**Objective**
Scale the point coordinates in the answers to all of the entries below: multiply each one by 1.45 and round to the nearest whole number, with halves going up. Write every line out again, requests included, leaving the numbers in the requests and their format samples unchanged and the pictures out.

**Listed records**
• • • •

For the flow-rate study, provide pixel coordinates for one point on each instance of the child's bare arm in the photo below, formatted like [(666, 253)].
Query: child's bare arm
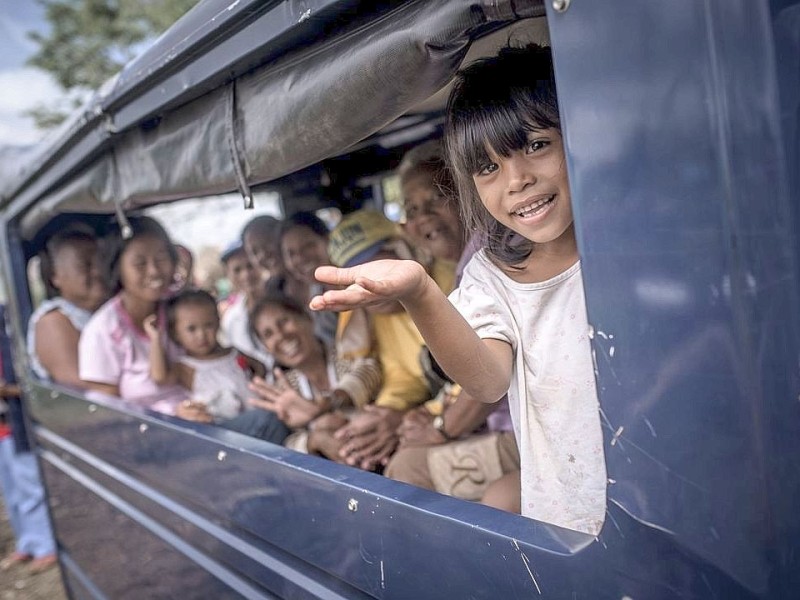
[(481, 367), (160, 369)]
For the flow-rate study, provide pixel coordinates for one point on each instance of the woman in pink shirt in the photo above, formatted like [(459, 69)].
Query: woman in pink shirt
[(114, 350)]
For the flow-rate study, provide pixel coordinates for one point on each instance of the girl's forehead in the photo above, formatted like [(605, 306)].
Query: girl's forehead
[(193, 310), (147, 244)]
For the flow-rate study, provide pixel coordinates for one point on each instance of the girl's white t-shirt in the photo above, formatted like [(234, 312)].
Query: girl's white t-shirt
[(552, 396)]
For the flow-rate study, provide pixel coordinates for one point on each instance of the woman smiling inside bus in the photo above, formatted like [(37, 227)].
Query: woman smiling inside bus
[(114, 349), (312, 381)]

• • • •

**Solution to this problem**
For the flow-rate study, provide pixel coordinates for one point on each instance of the child's bare arm in the photo below, formatted like [(666, 253)].
Query: child's bare arm
[(697, 532), (232, 535)]
For the flow-rate study, provide pixel coordinates for one point on each instance of the woman in pink shirt in the photo above, formatted like [(459, 69)].
Query: woman in pink shirt
[(165, 508)]
For the flow-rate study, provide pixel coordinates for one point on each instance of the girl's forehead in the photo above, formatted like [(605, 306)].
Query: girl's forehead
[(280, 450), (213, 354)]
For the flow-rate study, provide pixel coordinates for one point on each instance of the girl's white t-shirt in the photo above, formatted like [(234, 312)].
Query: girl's white t-shirt
[(800, 574)]
For the flow-rate study, provide pixel coordinates for one point on each instance of the woman smiling inside bus in the photo above, formatted like [(37, 227)].
Query: woman smiling inside bus
[(165, 506), (452, 552)]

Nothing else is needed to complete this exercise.